» **WHAT THE EXERCISE ASKS**
This exercise needs the listing below duplicated exactly.

» **MATERIAL SHOWN**
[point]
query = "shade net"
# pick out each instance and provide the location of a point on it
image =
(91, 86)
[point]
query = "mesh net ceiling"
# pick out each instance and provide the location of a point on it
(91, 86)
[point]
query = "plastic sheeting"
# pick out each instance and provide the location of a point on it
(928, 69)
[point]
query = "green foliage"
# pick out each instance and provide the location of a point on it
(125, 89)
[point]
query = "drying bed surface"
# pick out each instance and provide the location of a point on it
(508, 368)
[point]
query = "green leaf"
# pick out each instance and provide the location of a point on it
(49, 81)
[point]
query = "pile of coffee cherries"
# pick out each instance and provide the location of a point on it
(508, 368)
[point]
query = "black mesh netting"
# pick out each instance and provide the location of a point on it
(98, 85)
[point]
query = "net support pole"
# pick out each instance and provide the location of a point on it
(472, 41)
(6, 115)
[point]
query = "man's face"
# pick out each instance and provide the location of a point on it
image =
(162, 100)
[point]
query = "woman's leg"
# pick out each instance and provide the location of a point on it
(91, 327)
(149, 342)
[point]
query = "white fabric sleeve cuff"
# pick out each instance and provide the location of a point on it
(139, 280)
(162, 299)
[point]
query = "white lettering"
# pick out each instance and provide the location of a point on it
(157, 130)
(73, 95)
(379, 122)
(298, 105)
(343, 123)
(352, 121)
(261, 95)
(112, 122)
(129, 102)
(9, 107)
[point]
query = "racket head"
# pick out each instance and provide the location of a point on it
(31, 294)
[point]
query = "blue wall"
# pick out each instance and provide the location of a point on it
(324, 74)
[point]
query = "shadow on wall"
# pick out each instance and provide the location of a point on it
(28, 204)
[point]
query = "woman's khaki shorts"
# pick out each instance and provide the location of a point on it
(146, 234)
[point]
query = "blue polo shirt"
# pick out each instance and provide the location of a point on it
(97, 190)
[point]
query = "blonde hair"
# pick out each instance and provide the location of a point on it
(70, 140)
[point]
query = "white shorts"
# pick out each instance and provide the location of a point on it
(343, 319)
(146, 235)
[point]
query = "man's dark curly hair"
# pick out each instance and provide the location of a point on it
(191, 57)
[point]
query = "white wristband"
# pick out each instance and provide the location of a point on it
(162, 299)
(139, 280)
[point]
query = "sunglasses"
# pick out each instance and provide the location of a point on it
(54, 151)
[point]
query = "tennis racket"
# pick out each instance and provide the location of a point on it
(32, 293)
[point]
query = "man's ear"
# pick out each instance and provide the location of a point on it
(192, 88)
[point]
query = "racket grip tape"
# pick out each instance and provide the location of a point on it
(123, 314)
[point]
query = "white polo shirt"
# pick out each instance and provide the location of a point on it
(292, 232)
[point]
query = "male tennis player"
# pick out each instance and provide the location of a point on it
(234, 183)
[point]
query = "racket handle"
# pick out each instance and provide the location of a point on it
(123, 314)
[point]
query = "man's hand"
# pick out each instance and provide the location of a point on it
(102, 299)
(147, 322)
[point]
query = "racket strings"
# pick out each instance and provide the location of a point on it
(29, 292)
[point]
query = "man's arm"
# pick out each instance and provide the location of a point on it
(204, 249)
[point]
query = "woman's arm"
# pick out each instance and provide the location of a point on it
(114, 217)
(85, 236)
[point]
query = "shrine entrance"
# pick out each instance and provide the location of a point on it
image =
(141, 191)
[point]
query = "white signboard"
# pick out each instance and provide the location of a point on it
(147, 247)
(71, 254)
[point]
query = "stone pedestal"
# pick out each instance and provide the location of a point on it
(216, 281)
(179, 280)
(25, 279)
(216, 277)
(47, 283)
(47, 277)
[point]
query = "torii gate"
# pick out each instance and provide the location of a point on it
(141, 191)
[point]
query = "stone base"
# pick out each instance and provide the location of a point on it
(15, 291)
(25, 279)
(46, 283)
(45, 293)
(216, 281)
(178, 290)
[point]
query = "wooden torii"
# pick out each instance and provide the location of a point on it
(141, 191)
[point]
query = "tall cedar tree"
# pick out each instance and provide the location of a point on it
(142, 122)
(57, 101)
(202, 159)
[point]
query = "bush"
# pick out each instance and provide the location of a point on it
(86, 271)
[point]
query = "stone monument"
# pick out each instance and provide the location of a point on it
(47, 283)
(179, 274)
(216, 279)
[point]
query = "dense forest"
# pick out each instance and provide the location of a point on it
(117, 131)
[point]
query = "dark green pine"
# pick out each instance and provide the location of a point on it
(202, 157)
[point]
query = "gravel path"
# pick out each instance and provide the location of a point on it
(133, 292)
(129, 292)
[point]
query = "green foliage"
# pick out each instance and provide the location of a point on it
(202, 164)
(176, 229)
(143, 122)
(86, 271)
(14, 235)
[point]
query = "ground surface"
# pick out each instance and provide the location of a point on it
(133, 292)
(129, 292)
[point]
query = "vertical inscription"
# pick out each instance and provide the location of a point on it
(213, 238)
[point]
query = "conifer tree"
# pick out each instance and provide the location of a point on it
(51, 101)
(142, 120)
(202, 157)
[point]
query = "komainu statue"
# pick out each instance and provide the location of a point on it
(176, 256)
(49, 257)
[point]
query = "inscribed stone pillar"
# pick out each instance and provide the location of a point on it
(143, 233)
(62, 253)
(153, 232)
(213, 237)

» **RESULT BELOW**
[point]
query = "shade net"
# pick out each instance and provide the location of a point on it
image =
(91, 86)
[point]
query = "mesh net ceiling"
# pick out each instance and provide the location of a point on it
(91, 86)
[point]
query = "plastic sheeting"
# pick out each instance and provide the location of a point on it
(928, 69)
[point]
query = "green foliage"
# pick out each instance and provide the location of a point on it
(125, 89)
[point]
query = "drying bed surface"
# pick out each instance and provide the location of a point on it
(508, 368)
[point]
query = "green leaf"
# pick out each instance and provide the location of a point on it
(49, 81)
[point]
query = "pile of coffee cherries"
# pick out each instance and provide the location of a point on it
(508, 368)
[point]
query = "black mesh netting"
# pick out each instance and provide the location of a point on it
(98, 85)
[point]
query = "net support pole"
# pick out each instance and provide the location of a point on it
(472, 41)
(6, 115)
[point]
query = "man's face"
# pick out each instance and provide the location of a point on it
image =
(162, 100)
[point]
query = "woman's leg"
# pick out each instance and provide the location of a point on it
(91, 327)
(149, 342)
[point]
query = "white fabric sleeve cuff"
# pick out each instance and provide the location of a point on it
(139, 280)
(162, 299)
[point]
query = "white lettering"
# pick out each instance and provide the location of a point on it
(157, 130)
(73, 95)
(379, 122)
(298, 105)
(343, 123)
(352, 121)
(261, 95)
(112, 122)
(129, 102)
(9, 107)
[point]
query = "racket head"
# pick out each instance and provide the location of a point on it
(31, 294)
[point]
query = "blue wall"
# pick out each instance and provide the location of a point on it
(324, 74)
[point]
query = "shadow on wall"
# pick out each instance and provide the location of a point on it
(28, 204)
[point]
query = "woman's khaki shorts"
# pick out each instance and provide the location of a point on it
(146, 234)
[point]
query = "blue polo shirt"
# pick out each instance and provide the location of a point on it
(97, 190)
[point]
query = "blonde hair"
# pick out each instance and provide the location of a point on it
(70, 140)
[point]
query = "white shorts"
# pick out each instance and provide the location of a point on it
(343, 319)
(146, 235)
[point]
query = "man's dark curly hair"
# pick out each instance and provide the location of a point on it
(191, 57)
[point]
query = "white wristband"
# pick out each instance and provide the location of a point on it
(162, 299)
(139, 280)
[point]
query = "sunglasses"
# pick out each instance and provide the location of a point on it
(54, 151)
[point]
query = "tennis racket"
# pick out each instance and provide the location of a point on it
(32, 293)
[point]
query = "man's ear"
# pick out each instance and provide the location of a point on it
(192, 88)
[point]
query = "racket grip tape"
# pick out each instance and provide the location of a point on it
(123, 314)
[point]
query = "white polo shirt"
# pick out each instance and provide the location of a point on it
(292, 232)
[point]
query = "male tennis player"
# pick out each instance and provide the location of a point on it
(234, 183)
[point]
query = "racket handle"
# pick out each instance and provide the location of a point on it
(123, 314)
[point]
query = "man's hand"
# pick out each instance and provide the location of a point on it
(102, 299)
(147, 322)
[point]
query = "racket strings"
# pick out each instance and provide the location of a point on it
(29, 292)
[point]
query = "man's arm"
# pick out each instance and provide the location of a point on it
(204, 249)
[point]
query = "woman's arm"
# pick out each instance and provide the location of a point on it
(114, 217)
(85, 236)
[point]
query = "shrine entrance"
# pick out each instance and provide the location of a point on it
image =
(141, 191)
[point]
query = "white signboard"
# pick out each instance and provide the location of a point on it
(147, 247)
(71, 254)
[point]
query = "stone pedestal"
# pick out each instance and provide the location of a point on it
(216, 281)
(179, 280)
(25, 279)
(216, 277)
(47, 283)
(47, 277)
[point]
query = "torii gate"
# pick out each instance and provide the location of a point on it
(141, 191)
[point]
query = "stone base"
# pick out each instance and provide the location of a point on it
(15, 291)
(25, 279)
(46, 283)
(45, 293)
(216, 281)
(178, 290)
[point]
query = "wooden torii"
# pick out each instance and provide the location of a point on it
(141, 191)
[point]
query = "tall cedar tree"
# pick out each instance and provide the location of a point on it
(142, 122)
(57, 101)
(202, 159)
[point]
query = "bush"
# pick out each instance and provide the location of a point on it
(86, 271)
[point]
query = "stone monument"
# pick out each instance and provide the location of a point on it
(47, 283)
(179, 274)
(216, 279)
[point]
query = "dense forest"
# pick out each instance and provide the location of a point on it
(117, 131)
[point]
query = "dark green pine"
# pick out each instance and provide the location of a point on it
(202, 157)
[point]
query = "gravel path"
# pick out each instance and provide the location of a point on it
(133, 292)
(129, 292)
[point]
query = "green foliage"
# pick out each instance and provide the location of a point on it
(202, 164)
(176, 229)
(143, 122)
(86, 271)
(14, 235)
[point]
query = "ground surface"
# pick out each instance and provide the location of a point on it
(133, 292)
(129, 292)
[point]
query = "vertical inscription"
# pick out each instance and provide the location of a point on it
(213, 238)
[point]
query = "conifer tree"
# pick out each instance and provide the location of a point on it
(51, 101)
(142, 120)
(202, 157)
[point]
query = "komainu statue"
# pick out each instance and provide the location of a point on it
(176, 256)
(49, 257)
[point]
query = "inscribed stone pillar"
# pick out each instance and provide the location of a point on it
(143, 233)
(62, 253)
(153, 232)
(213, 237)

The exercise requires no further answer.